What you need to do
Find the line containing "Would you mind marking the tree in", then output it and every line after it through the end of the listing below, exactly as written.

Dataset items
* Start *

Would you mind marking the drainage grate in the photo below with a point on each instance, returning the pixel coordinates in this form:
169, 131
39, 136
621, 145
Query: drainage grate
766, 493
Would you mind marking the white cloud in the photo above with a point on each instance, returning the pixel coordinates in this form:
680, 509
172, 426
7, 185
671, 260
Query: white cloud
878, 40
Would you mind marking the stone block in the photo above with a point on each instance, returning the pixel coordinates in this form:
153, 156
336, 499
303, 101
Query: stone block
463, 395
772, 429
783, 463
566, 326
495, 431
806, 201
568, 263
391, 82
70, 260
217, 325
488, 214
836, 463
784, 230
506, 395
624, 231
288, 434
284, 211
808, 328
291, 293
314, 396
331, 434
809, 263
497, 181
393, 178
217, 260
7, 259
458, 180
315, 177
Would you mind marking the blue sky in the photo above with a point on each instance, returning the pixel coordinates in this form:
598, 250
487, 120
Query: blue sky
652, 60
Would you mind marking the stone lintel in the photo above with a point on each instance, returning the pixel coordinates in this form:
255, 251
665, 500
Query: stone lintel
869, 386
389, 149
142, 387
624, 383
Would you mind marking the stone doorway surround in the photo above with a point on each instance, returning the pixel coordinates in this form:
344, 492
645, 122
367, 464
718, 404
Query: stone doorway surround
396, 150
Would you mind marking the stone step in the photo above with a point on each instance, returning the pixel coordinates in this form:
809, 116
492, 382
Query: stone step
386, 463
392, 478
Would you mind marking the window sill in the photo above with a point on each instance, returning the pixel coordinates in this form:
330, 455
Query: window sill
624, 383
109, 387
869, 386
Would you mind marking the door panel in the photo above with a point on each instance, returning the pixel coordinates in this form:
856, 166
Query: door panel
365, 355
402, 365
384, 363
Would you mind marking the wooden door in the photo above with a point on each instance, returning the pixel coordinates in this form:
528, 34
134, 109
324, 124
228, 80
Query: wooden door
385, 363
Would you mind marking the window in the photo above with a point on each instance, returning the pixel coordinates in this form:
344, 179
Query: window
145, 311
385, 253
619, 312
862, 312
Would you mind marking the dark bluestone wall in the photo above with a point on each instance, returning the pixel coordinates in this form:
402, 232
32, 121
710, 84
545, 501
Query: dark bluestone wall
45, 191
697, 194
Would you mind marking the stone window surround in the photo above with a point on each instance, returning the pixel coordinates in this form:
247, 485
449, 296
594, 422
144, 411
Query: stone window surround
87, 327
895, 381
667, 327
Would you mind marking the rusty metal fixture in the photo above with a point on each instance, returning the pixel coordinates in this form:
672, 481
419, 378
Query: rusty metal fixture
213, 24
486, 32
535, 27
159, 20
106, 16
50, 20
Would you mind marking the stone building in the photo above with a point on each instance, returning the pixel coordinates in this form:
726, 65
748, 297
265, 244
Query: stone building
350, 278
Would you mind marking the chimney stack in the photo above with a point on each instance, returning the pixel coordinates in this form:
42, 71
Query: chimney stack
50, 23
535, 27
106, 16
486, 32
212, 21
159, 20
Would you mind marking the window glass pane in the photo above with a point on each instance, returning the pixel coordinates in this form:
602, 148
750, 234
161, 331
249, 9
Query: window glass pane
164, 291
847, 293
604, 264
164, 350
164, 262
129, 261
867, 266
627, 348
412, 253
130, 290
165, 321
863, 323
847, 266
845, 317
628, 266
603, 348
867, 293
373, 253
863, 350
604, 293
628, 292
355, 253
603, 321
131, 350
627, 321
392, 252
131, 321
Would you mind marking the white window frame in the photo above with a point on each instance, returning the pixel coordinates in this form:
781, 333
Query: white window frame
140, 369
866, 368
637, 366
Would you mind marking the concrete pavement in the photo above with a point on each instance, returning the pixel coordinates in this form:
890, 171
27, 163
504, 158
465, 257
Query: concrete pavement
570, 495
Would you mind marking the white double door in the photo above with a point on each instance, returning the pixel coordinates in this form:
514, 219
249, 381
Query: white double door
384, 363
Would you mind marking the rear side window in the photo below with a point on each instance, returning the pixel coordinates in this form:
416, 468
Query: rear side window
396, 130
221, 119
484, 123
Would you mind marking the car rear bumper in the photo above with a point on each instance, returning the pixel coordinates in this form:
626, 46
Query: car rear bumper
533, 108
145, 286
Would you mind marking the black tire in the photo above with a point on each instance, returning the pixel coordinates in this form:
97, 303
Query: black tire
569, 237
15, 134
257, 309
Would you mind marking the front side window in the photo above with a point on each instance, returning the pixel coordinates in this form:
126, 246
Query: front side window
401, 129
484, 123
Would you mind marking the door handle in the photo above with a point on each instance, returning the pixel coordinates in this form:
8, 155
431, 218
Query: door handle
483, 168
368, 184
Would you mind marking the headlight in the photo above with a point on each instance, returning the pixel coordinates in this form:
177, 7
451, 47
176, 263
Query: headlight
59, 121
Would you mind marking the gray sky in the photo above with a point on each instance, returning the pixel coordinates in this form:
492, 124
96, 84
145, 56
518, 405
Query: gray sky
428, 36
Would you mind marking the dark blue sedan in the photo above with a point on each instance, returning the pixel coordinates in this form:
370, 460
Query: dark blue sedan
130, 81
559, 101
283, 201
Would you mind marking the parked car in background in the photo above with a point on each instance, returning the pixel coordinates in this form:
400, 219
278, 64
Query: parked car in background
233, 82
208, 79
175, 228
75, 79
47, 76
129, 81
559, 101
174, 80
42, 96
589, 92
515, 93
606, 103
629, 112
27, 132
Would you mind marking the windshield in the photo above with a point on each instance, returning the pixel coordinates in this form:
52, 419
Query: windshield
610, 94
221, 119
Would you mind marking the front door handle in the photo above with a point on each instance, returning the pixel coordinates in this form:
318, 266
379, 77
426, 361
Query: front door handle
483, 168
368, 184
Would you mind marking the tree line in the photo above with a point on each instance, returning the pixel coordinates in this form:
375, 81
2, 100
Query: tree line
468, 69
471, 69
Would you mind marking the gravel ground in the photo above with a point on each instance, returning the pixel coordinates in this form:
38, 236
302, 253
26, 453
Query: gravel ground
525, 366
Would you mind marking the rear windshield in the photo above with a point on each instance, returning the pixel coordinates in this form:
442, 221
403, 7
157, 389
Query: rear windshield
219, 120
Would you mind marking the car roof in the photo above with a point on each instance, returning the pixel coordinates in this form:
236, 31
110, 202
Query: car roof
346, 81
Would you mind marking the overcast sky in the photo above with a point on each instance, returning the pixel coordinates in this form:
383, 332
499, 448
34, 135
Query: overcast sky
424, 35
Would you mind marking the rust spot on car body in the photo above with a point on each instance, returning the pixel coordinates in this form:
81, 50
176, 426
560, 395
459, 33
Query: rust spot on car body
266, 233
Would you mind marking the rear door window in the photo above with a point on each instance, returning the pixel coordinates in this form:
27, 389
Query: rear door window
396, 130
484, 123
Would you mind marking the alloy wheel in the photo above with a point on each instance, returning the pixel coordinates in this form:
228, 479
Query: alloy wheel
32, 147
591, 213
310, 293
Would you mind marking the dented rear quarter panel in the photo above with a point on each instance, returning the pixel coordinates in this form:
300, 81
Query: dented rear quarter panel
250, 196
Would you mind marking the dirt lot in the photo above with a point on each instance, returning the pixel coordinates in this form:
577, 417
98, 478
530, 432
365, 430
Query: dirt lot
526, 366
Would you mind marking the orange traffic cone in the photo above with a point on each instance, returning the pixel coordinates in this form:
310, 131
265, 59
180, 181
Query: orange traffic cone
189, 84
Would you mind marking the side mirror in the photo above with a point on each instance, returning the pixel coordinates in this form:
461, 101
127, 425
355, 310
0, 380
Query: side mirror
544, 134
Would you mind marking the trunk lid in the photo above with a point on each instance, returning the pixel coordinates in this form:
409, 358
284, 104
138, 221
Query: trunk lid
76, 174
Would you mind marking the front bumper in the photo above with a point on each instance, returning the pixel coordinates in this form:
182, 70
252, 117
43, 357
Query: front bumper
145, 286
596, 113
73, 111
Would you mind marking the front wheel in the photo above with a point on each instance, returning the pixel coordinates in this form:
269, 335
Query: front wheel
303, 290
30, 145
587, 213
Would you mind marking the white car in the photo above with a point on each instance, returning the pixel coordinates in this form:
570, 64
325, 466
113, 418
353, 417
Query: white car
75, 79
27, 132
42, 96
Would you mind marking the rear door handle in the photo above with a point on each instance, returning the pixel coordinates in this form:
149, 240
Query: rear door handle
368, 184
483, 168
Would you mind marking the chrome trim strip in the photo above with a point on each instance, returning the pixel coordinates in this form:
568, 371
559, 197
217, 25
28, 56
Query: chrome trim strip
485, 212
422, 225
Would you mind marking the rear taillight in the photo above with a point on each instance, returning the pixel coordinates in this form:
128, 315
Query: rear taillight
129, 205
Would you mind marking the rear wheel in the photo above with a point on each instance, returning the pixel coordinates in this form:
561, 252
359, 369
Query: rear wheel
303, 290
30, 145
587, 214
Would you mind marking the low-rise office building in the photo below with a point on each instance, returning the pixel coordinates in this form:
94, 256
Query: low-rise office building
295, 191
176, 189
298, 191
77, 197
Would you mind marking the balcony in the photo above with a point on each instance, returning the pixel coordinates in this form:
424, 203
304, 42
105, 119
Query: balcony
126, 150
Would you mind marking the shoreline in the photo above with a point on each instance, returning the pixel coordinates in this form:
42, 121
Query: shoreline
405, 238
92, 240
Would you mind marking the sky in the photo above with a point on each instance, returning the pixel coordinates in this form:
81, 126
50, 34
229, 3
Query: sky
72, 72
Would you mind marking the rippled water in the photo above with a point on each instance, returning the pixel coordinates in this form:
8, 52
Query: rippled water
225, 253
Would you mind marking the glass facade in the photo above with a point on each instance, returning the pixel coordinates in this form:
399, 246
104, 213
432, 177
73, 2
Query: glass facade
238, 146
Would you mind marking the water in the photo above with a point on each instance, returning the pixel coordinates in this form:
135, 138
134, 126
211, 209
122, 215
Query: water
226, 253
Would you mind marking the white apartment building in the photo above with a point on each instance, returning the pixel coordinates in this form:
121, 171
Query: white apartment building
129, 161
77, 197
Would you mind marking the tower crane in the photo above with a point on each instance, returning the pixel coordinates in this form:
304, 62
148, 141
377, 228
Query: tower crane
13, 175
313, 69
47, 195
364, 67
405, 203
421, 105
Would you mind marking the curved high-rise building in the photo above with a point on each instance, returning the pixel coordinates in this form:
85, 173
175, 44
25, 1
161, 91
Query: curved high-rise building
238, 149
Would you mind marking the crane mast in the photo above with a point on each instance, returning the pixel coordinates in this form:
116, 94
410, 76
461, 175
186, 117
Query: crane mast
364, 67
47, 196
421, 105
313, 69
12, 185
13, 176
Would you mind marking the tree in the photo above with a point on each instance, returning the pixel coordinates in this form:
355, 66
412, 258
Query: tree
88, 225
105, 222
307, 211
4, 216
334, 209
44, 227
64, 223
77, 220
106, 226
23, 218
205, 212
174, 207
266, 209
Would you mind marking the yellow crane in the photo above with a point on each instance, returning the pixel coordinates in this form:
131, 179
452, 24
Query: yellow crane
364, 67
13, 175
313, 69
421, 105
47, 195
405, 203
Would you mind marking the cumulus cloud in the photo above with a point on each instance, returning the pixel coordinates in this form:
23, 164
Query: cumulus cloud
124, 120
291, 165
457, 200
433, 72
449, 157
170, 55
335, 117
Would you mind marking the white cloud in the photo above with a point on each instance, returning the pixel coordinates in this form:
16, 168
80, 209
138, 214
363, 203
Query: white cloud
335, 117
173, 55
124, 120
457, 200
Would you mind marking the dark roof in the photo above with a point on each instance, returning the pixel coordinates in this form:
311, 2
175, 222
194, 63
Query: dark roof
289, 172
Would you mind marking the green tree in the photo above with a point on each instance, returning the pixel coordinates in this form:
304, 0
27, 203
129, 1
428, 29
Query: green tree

* End *

The reply
Would you mind marking the tree in the photo above with a point on each instance, returning the pixel coordinates in this form:
355, 66
412, 258
Query: tree
88, 225
105, 222
307, 211
4, 216
334, 209
44, 227
64, 223
77, 220
106, 226
23, 218
205, 212
174, 207
266, 209
Would you mind marking the yellow crane in the photo above with a point on each instance, returning the pixel coordinates in this form:
131, 179
452, 24
Query: yellow crane
364, 67
13, 175
313, 69
421, 105
47, 195
405, 203
Would you mind marking the cumulus cloud in the photo above with a point on each instance, returning the pixel coordinates in this form:
23, 164
Query: cumulus cloud
124, 120
291, 165
457, 200
433, 72
449, 157
170, 55
335, 117
Would you mind marking the white cloud in the photo above with a point on each instance, returning the pixel coordinates in this form:
16, 168
80, 209
138, 214
363, 203
Query: white cloud
335, 117
173, 55
124, 120
457, 200
Would you mind marking the dark roof in the photo above with a point on each instance, returning the pixel coordinates in this form:
311, 2
175, 222
194, 63
Query: dark roof
289, 172
Would you mind marking the green tree in the photo above with a point on each instance, returning the pixel coordinates in this form:
304, 0
27, 203
129, 1
428, 29
Query: green tree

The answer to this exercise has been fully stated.